* _DATASET RECORDS_
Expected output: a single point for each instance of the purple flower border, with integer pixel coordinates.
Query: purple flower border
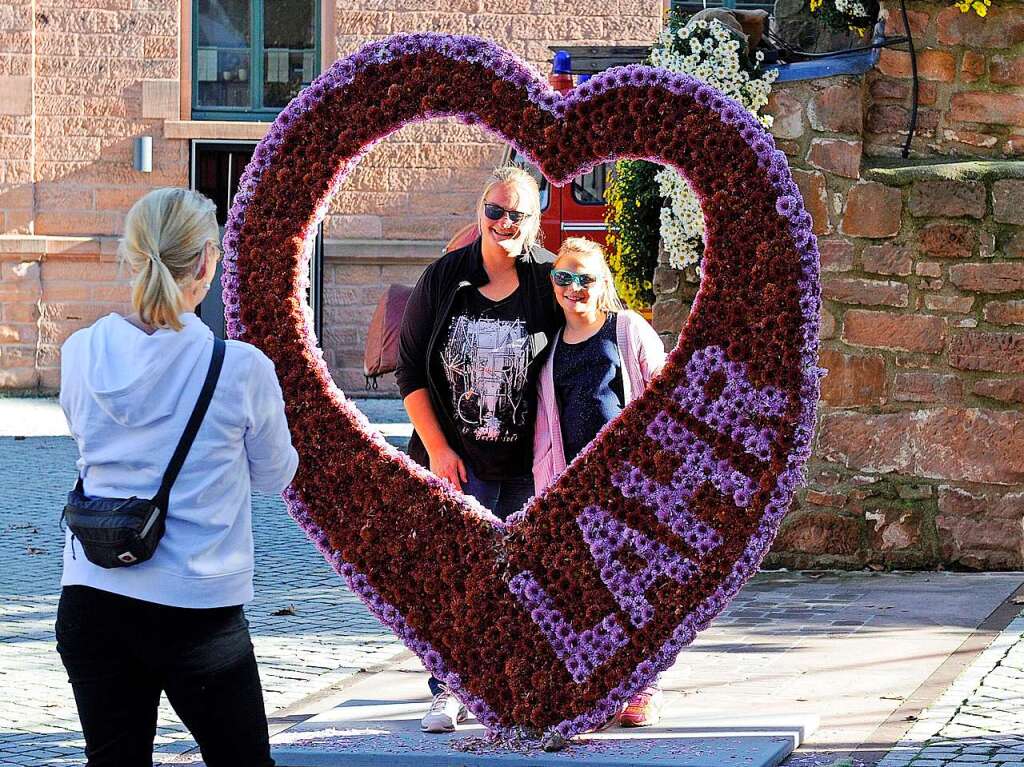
(508, 67)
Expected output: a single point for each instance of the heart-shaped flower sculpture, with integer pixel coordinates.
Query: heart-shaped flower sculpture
(547, 623)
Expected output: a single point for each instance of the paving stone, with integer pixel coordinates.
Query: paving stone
(330, 637)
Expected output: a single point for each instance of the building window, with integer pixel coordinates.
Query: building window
(251, 57)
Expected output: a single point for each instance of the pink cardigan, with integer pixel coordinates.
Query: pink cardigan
(641, 354)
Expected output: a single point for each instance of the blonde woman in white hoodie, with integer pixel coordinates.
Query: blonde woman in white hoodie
(174, 623)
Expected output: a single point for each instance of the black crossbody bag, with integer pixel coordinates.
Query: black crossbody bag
(122, 531)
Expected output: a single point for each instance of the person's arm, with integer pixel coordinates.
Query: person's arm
(272, 460)
(651, 350)
(444, 462)
(411, 375)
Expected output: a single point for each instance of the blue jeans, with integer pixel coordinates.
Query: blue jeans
(503, 497)
(121, 652)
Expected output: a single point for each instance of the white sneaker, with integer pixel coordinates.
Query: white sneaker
(444, 715)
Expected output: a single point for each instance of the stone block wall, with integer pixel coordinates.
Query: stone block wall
(49, 289)
(80, 81)
(919, 456)
(971, 71)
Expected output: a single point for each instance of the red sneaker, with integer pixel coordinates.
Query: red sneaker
(644, 709)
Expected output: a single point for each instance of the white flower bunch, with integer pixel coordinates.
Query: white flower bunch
(708, 50)
(851, 8)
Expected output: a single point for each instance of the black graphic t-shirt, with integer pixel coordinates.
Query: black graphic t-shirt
(588, 378)
(485, 357)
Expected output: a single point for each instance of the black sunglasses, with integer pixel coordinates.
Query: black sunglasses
(495, 213)
(564, 278)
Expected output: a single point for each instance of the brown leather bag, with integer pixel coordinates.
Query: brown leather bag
(381, 353)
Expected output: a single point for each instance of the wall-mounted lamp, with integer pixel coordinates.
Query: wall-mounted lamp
(142, 160)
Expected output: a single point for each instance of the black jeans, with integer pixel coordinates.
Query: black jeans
(121, 652)
(503, 497)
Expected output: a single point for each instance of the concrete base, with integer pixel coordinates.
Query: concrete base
(379, 724)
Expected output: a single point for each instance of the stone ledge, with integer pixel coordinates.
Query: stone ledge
(381, 252)
(974, 170)
(42, 245)
(213, 129)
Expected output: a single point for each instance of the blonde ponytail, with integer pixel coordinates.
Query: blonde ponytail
(165, 239)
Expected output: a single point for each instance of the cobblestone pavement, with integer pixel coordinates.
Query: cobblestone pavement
(325, 635)
(979, 720)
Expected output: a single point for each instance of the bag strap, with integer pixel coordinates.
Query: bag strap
(162, 498)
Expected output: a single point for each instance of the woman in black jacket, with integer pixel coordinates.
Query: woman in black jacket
(473, 339)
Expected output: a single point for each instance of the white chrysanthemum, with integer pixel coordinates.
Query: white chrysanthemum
(714, 57)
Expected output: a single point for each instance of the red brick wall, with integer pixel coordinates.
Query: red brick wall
(919, 458)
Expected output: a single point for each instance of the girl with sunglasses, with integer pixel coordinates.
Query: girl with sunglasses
(473, 337)
(601, 360)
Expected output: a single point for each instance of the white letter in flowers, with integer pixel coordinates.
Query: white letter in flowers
(731, 412)
(606, 537)
(582, 652)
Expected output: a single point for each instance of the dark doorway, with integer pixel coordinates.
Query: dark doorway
(216, 170)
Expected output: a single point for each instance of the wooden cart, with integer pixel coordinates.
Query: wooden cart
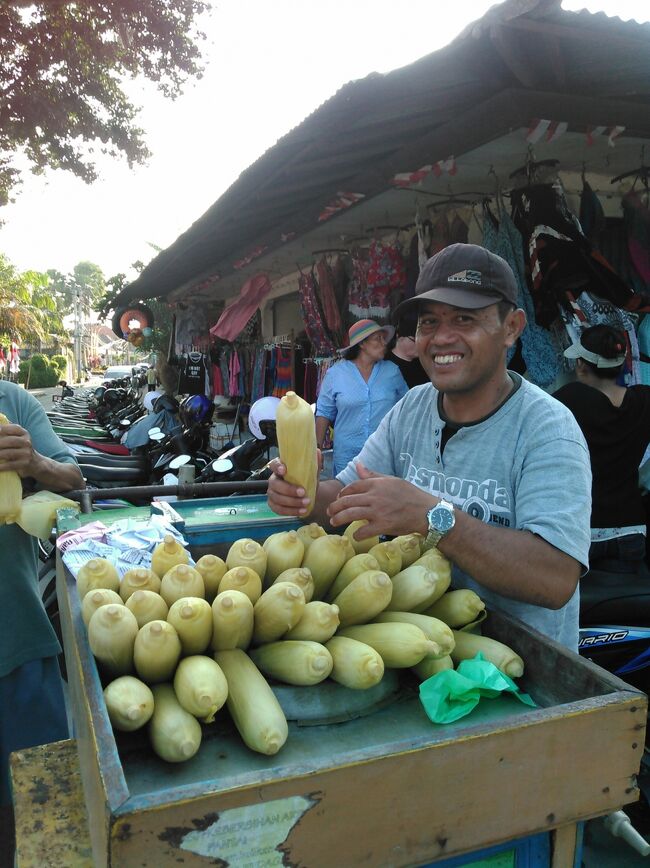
(386, 789)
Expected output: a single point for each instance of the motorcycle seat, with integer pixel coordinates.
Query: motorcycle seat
(126, 475)
(615, 598)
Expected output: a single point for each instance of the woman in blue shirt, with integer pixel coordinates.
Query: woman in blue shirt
(358, 391)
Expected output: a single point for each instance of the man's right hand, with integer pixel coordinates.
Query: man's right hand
(283, 497)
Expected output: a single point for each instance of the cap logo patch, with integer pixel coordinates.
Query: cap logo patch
(466, 276)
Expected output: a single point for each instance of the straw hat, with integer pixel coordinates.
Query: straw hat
(363, 329)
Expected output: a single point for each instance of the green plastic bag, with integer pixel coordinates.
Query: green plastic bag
(452, 694)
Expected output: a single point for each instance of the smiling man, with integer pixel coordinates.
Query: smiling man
(490, 468)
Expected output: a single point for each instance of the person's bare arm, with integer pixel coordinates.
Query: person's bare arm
(514, 563)
(17, 453)
(322, 424)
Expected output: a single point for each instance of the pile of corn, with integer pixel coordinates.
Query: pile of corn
(175, 643)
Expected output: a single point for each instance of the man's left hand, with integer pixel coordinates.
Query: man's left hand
(390, 505)
(16, 450)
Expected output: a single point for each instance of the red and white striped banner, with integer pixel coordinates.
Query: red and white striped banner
(556, 129)
(536, 130)
(541, 128)
(258, 251)
(344, 200)
(448, 166)
(406, 179)
(610, 132)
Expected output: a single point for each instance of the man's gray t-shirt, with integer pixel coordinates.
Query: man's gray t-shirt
(525, 467)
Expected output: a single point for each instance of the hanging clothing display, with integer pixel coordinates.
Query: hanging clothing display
(358, 296)
(190, 327)
(560, 257)
(328, 298)
(637, 225)
(194, 374)
(236, 316)
(14, 359)
(312, 315)
(543, 362)
(386, 273)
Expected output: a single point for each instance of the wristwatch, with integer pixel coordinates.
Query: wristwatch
(441, 519)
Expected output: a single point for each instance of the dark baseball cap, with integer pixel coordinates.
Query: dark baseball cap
(464, 275)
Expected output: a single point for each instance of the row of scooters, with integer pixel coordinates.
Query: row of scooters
(119, 442)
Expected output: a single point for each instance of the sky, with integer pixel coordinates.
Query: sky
(268, 65)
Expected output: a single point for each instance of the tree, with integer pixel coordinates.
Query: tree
(85, 283)
(61, 74)
(27, 307)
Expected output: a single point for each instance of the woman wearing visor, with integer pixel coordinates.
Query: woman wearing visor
(358, 391)
(615, 421)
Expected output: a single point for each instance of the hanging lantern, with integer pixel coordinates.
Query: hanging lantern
(136, 316)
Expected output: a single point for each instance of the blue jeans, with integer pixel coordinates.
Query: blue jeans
(32, 711)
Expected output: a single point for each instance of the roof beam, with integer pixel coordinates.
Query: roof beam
(578, 33)
(478, 125)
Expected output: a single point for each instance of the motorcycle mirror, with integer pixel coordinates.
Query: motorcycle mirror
(179, 461)
(221, 465)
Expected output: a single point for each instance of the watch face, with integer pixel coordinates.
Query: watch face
(441, 519)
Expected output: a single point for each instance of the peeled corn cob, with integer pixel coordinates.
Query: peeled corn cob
(309, 532)
(389, 557)
(429, 666)
(252, 704)
(296, 433)
(457, 608)
(11, 490)
(200, 686)
(112, 631)
(366, 596)
(434, 629)
(167, 554)
(413, 589)
(191, 617)
(356, 664)
(504, 658)
(294, 662)
(156, 652)
(318, 622)
(350, 570)
(284, 550)
(325, 557)
(96, 598)
(212, 570)
(181, 581)
(277, 611)
(242, 579)
(129, 703)
(232, 621)
(247, 552)
(138, 579)
(300, 576)
(97, 573)
(146, 606)
(409, 546)
(360, 546)
(400, 645)
(174, 733)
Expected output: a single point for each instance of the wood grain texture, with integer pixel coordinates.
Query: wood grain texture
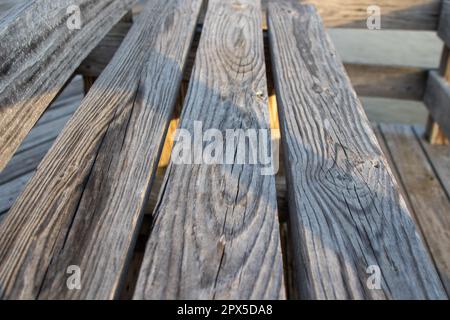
(437, 100)
(428, 199)
(346, 210)
(39, 53)
(83, 206)
(216, 233)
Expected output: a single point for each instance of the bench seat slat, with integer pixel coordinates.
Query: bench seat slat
(84, 205)
(347, 213)
(39, 53)
(216, 231)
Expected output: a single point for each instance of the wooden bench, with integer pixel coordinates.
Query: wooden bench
(214, 231)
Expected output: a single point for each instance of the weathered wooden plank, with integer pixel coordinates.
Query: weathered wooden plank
(24, 162)
(347, 213)
(437, 100)
(39, 53)
(444, 23)
(439, 156)
(388, 81)
(216, 233)
(427, 197)
(83, 206)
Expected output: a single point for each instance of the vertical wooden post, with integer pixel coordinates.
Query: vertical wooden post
(434, 133)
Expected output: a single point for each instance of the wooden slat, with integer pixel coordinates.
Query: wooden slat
(428, 200)
(39, 53)
(216, 233)
(346, 210)
(83, 206)
(437, 100)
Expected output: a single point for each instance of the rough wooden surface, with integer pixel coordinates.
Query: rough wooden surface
(427, 197)
(39, 53)
(437, 100)
(83, 206)
(346, 210)
(216, 231)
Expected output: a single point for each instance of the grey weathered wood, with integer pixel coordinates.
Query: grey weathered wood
(83, 206)
(216, 233)
(39, 53)
(444, 23)
(437, 100)
(439, 156)
(346, 210)
(428, 199)
(388, 81)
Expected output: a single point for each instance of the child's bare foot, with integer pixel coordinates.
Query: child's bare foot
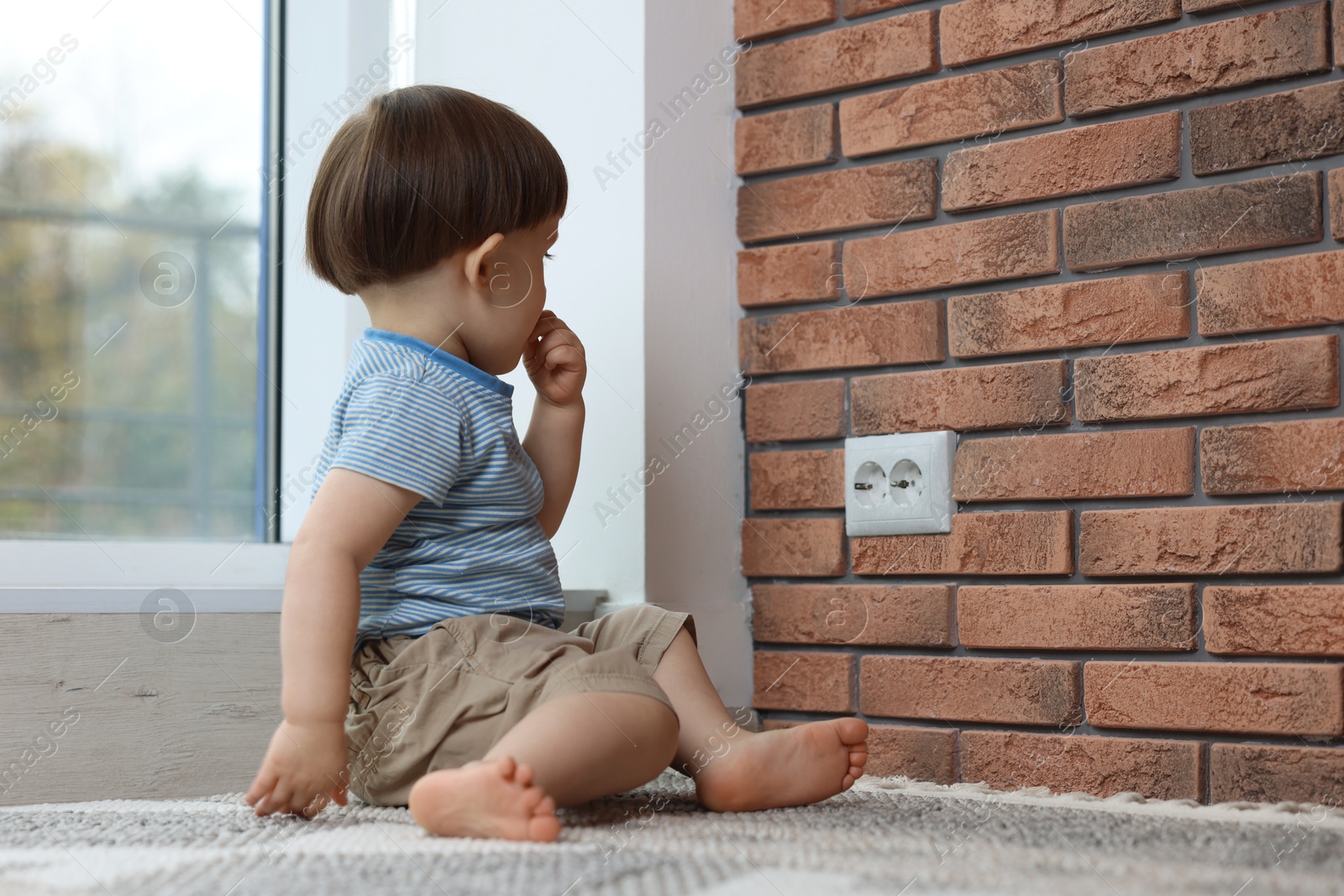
(785, 768)
(484, 799)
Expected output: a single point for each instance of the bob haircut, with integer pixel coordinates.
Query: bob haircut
(420, 174)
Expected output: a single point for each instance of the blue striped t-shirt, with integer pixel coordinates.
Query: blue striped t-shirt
(428, 421)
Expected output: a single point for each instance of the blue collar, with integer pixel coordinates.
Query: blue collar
(444, 359)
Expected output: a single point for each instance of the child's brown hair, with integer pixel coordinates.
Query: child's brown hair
(420, 174)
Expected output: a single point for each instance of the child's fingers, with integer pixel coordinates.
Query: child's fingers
(557, 338)
(261, 785)
(280, 799)
(315, 804)
(564, 356)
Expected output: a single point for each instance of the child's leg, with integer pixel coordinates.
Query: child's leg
(737, 770)
(575, 747)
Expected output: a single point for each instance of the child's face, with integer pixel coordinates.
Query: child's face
(515, 275)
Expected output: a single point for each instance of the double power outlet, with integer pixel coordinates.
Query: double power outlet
(900, 484)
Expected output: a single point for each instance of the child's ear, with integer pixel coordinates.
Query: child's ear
(476, 266)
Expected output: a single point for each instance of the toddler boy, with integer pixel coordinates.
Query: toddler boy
(423, 660)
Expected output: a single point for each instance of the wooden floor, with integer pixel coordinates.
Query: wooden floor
(102, 707)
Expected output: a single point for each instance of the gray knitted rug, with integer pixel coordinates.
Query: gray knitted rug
(884, 836)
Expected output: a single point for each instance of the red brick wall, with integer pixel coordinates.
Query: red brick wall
(1100, 239)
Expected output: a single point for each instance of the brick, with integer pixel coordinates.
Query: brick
(1077, 617)
(1267, 375)
(1274, 128)
(1272, 293)
(972, 251)
(801, 547)
(1247, 698)
(1288, 456)
(864, 614)
(1061, 316)
(855, 8)
(790, 273)
(934, 112)
(1028, 692)
(1265, 774)
(768, 18)
(833, 201)
(1339, 38)
(803, 681)
(1070, 763)
(984, 396)
(788, 139)
(920, 754)
(858, 336)
(976, 29)
(1304, 620)
(1063, 163)
(797, 479)
(999, 543)
(1209, 6)
(837, 60)
(1203, 60)
(1211, 540)
(793, 411)
(1200, 221)
(1075, 465)
(1336, 177)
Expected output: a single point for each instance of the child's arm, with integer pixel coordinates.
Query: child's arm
(349, 520)
(554, 360)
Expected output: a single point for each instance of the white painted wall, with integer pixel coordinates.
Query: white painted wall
(575, 70)
(694, 510)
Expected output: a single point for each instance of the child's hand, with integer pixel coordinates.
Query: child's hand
(554, 360)
(304, 770)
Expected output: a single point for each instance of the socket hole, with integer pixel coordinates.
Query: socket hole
(906, 483)
(870, 485)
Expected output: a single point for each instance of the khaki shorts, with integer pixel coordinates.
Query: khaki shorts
(445, 698)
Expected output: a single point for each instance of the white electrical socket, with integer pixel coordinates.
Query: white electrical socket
(900, 484)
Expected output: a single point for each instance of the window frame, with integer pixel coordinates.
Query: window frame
(111, 575)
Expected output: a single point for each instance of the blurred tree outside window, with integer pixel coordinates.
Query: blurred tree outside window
(131, 139)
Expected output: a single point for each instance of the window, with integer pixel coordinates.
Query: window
(134, 399)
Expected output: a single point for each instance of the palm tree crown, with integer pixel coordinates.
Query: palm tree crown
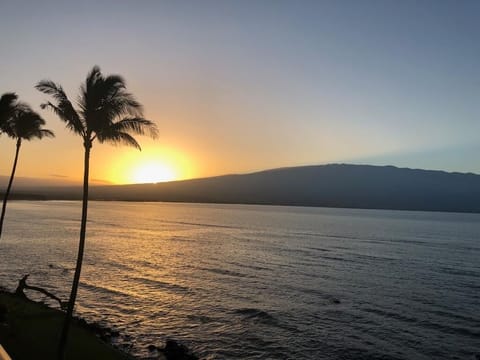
(21, 123)
(26, 124)
(8, 102)
(107, 112)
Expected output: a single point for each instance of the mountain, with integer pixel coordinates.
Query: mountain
(335, 185)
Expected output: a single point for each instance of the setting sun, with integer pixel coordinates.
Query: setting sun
(152, 165)
(152, 173)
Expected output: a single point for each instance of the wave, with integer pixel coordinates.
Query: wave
(252, 313)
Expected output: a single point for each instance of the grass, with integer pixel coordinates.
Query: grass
(31, 331)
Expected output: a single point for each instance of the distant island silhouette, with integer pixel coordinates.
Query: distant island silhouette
(334, 185)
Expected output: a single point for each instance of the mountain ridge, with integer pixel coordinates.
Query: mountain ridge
(332, 185)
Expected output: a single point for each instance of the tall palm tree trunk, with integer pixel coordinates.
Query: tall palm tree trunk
(78, 268)
(10, 182)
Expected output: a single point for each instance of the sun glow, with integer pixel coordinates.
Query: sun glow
(151, 165)
(153, 172)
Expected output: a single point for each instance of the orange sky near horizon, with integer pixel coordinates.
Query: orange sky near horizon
(237, 87)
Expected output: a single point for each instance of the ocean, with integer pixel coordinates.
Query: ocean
(260, 282)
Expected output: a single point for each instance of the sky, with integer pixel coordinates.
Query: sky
(241, 86)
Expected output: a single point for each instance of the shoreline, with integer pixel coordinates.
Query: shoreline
(29, 329)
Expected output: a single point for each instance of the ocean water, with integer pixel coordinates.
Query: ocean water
(260, 282)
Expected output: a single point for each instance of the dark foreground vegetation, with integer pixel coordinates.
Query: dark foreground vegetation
(30, 330)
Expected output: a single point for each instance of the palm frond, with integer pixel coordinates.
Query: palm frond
(64, 108)
(27, 124)
(41, 133)
(139, 126)
(8, 102)
(118, 138)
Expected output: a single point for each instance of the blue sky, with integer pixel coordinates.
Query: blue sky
(238, 86)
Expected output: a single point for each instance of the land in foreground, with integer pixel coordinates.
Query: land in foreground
(29, 330)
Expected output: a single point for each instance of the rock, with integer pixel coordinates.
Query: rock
(173, 350)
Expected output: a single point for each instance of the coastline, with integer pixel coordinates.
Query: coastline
(29, 329)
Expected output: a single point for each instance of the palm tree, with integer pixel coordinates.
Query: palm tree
(107, 113)
(23, 124)
(8, 102)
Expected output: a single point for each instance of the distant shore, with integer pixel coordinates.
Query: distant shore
(333, 186)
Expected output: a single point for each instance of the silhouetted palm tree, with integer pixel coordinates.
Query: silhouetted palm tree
(23, 124)
(107, 113)
(8, 102)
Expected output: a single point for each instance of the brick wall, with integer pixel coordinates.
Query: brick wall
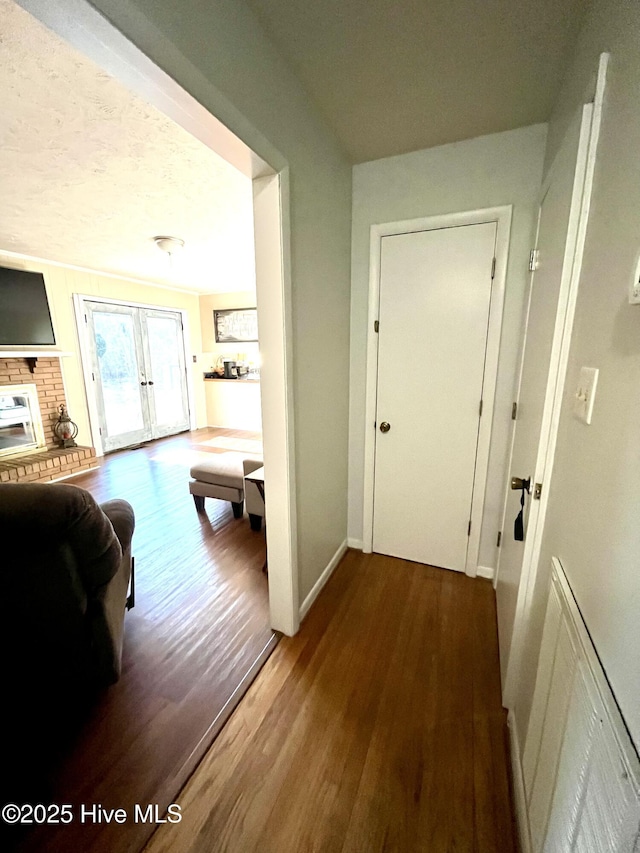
(53, 463)
(47, 377)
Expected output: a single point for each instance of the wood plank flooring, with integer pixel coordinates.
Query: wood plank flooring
(199, 625)
(378, 727)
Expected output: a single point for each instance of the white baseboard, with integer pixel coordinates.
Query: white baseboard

* _TASK PROMPT_
Write out verbatim the lines of the records that begin with the line containing "leg, with integer pixel coordinates." and end with the line containing "(1336, 177)", including both of those lines.

* _ANSWER FOR THE TASK_
Expected output: a single point for each instance of the child's leg, with integer pixel coordinates.
Query: child's leg
(737, 770)
(575, 747)
Expected output: a single point for each instance of the child's face, with integer pixel coordinates.
Query: child's face
(515, 275)
Expected output: a single point for each instance of the double power outlet, with integer pixel coordinates.
Query: double power outlet
(900, 484)
Expected output: a single point for each instance of the child's ear, with integer pixel coordinates.
Query: child's ear
(476, 266)
Expected output: a single point for each instance of the toddler boy, with integer pixel coordinates.
Query: toddler boy
(423, 660)
Expected output: a single point for each instance of the wooden floor, with integer pixel coordinates.
Query: wooden floor
(102, 707)
Expected output: a single point for each instance of the gray knitted rug, with integer pixel coordinates.
Query: gray knitted rug
(884, 836)
Expected output: a single point for each instance of the red brick wall, with integer pixel coordinates.
Query: red brick wall
(1100, 239)
Expected output: a single point for each instance of the brick, with integer pixel coordinates.
Query: brick
(1077, 617)
(1267, 375)
(1274, 128)
(1272, 293)
(972, 251)
(801, 547)
(1247, 698)
(1288, 456)
(864, 614)
(1061, 316)
(855, 8)
(790, 273)
(934, 112)
(1028, 692)
(1265, 774)
(768, 18)
(833, 201)
(1339, 38)
(803, 681)
(1070, 763)
(984, 396)
(788, 139)
(920, 754)
(858, 336)
(976, 29)
(1304, 620)
(1063, 163)
(797, 479)
(999, 543)
(1209, 6)
(837, 60)
(1203, 60)
(1211, 540)
(793, 411)
(1200, 221)
(1075, 465)
(1336, 177)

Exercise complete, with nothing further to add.